• **WHAT YOU ARE ASKED TO DO**:
What do the entries below say? Restate them word for word.

• **RECORDS PROVIDED**:

-------

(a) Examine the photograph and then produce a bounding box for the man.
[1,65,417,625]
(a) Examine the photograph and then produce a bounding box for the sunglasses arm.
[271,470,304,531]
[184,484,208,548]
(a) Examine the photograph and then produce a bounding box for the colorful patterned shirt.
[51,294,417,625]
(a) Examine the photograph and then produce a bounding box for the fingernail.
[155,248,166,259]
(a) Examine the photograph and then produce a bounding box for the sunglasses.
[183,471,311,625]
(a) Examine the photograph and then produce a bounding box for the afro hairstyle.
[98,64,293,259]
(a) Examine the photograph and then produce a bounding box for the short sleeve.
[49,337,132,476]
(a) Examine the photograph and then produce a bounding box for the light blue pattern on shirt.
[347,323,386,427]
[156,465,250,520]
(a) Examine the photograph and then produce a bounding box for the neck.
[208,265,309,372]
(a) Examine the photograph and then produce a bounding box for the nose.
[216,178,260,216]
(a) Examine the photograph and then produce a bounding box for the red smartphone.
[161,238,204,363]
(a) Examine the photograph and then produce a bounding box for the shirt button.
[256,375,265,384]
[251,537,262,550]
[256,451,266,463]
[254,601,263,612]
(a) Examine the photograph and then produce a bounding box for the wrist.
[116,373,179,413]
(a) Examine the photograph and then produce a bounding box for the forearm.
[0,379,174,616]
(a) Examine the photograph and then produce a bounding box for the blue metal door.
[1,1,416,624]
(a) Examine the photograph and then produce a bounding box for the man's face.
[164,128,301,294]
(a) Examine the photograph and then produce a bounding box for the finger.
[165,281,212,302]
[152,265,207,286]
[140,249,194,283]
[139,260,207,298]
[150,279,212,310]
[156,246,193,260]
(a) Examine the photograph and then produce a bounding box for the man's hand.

-------

• **TASK OUTPUT**:
(a) Examine the photograph and then produce a bounding box for the man.
[1,65,417,625]
(a) Examine the photograph and then produce a bounding box for the sunglasses arm.
[271,470,304,531]
[184,484,208,548]
(a) Examine the photograph and then produce a bounding box for the colorful patterned shirt.
[51,294,417,625]
(a) Examine the photograph and then produce a bounding box for the fingernail.
[155,248,166,259]
(a) Examine the photograph and then produce a bounding box for the sunglasses.
[183,471,311,625]
(a) Examine the photograph and then produce a bounding box for the afro hairstyle.
[98,64,293,259]
(a) Examine the photograph and then produce a bounding box for the short sleeve.
[49,337,132,476]
(a) Examine the photograph and then produce a bounding box for the light blue pattern on shirt.
[347,323,386,427]
[156,465,250,520]
(a) Examine the photograph and then produce a bounding box for the neck.
[208,265,309,372]
(a) Examine the photograph and then produce a bounding box for the nose.
[216,178,260,216]
(a) Examine the photograph and then produce a bounding box for the red smartphone.
[161,238,204,363]
(a) Examine the photograph and then produce a bounding box for the shirt button.
[256,375,265,384]
[251,537,262,550]
[256,451,266,463]
[254,601,263,612]
(a) Examine the photograph and then produce a bounding box for the wrist.
[116,373,179,413]
(a) Examine the photograph and then produce a bounding box for the forearm.
[0,379,174,616]
(a) Examine the photograph and then produce a bounding box for the blue metal door.
[1,1,416,624]
(a) Examine the photograph and then produce a bounding box for the man's face.
[164,128,301,294]
(a) Examine the photograph and then produce a bounding box for the finger.
[165,281,212,302]
[152,265,207,286]
[140,249,194,283]
[139,260,207,298]
[150,279,212,310]
[156,246,193,260]
(a) Examine the photograph and then produce a bounding box for the man's hand.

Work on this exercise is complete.